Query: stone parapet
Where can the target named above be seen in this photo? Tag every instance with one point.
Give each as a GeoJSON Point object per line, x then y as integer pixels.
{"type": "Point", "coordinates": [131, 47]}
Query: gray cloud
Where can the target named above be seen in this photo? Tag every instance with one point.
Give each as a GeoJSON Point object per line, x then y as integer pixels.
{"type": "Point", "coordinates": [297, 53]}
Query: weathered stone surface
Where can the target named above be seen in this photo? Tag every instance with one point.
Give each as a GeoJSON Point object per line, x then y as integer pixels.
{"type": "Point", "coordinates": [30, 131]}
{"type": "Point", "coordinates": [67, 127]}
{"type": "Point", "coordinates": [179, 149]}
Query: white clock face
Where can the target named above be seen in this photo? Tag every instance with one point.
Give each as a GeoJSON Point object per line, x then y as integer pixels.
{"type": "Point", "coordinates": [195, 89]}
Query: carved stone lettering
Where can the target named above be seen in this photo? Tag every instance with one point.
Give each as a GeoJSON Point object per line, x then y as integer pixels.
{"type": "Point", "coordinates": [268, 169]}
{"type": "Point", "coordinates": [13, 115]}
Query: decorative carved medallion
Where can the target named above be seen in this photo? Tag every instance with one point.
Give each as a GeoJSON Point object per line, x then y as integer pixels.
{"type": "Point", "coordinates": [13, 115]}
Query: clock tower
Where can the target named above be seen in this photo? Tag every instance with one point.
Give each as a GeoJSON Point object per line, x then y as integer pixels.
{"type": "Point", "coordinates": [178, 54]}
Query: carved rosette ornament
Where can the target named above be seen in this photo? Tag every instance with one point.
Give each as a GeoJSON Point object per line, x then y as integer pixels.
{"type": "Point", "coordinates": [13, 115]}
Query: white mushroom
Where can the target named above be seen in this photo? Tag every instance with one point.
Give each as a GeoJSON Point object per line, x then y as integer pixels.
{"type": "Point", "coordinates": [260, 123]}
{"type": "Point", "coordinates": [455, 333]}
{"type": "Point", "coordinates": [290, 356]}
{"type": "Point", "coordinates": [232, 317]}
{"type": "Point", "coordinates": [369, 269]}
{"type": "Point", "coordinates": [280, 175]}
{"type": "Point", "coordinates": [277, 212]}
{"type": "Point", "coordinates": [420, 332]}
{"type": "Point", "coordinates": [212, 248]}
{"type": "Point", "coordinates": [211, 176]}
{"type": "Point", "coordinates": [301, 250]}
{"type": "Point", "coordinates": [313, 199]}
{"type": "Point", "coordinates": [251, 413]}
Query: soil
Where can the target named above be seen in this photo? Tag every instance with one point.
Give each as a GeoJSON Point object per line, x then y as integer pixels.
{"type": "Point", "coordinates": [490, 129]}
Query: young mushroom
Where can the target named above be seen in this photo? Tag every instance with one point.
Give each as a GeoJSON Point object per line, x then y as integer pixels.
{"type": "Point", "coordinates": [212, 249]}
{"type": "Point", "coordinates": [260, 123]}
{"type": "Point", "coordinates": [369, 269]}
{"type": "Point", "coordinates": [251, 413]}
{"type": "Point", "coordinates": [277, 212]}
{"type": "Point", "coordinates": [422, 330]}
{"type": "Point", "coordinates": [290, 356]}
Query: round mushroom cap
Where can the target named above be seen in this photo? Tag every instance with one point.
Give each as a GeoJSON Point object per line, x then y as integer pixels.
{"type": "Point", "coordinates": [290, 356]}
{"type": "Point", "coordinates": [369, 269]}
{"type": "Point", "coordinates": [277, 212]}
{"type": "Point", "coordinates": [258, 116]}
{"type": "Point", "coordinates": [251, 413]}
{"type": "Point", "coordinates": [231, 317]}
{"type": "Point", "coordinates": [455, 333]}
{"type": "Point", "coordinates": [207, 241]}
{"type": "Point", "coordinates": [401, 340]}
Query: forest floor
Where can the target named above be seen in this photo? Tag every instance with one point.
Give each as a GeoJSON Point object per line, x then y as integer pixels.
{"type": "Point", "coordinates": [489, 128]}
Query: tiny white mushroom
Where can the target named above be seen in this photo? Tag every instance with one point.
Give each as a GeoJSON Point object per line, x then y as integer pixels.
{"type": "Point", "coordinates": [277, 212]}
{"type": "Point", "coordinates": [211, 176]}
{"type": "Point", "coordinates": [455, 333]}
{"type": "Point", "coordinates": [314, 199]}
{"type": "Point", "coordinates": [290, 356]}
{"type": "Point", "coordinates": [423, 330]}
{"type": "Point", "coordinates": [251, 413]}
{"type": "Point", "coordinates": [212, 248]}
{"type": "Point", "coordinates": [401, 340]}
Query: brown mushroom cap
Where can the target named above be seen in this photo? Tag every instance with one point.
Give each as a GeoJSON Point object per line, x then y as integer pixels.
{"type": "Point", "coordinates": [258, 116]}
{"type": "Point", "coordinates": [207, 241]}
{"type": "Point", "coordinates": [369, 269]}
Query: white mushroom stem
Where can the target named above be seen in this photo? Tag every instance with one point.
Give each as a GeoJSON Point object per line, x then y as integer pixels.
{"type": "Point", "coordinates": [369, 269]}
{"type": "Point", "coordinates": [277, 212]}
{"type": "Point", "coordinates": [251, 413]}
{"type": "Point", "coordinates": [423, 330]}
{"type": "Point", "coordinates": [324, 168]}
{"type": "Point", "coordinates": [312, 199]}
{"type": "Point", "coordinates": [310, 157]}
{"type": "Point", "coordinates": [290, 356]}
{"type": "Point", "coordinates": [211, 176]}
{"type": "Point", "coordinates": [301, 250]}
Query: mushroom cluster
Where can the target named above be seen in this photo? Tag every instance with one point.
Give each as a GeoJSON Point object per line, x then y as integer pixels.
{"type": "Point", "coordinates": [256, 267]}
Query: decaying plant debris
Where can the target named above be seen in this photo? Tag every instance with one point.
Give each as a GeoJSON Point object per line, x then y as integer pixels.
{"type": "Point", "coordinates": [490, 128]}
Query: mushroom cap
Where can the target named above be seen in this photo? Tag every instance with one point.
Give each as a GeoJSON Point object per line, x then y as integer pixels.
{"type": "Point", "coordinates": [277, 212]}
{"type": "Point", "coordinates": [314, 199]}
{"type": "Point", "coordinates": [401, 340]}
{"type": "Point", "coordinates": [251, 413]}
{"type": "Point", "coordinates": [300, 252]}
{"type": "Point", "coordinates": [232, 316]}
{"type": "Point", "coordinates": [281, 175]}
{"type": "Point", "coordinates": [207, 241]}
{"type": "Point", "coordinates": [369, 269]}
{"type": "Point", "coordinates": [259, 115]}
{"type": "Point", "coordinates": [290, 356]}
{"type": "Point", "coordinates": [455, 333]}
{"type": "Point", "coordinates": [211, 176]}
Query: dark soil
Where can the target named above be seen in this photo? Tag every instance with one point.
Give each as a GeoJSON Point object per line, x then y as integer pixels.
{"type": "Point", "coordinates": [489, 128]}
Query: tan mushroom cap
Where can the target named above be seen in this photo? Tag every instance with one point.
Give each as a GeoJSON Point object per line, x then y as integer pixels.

::::

* [WHAT TO PRODUCE] Return, word for word, every line from the top of the entries down to the line that holds "Query: gray cloud", both included.

* [RESULT OF THIS TASK]
Query: stone parapet
Where can the target named above be seen in this photo? Tag every instance with one point.
Give each as a GeoJSON Point object per line, x then y as integer pixels.
{"type": "Point", "coordinates": [131, 47]}
Query: gray cloud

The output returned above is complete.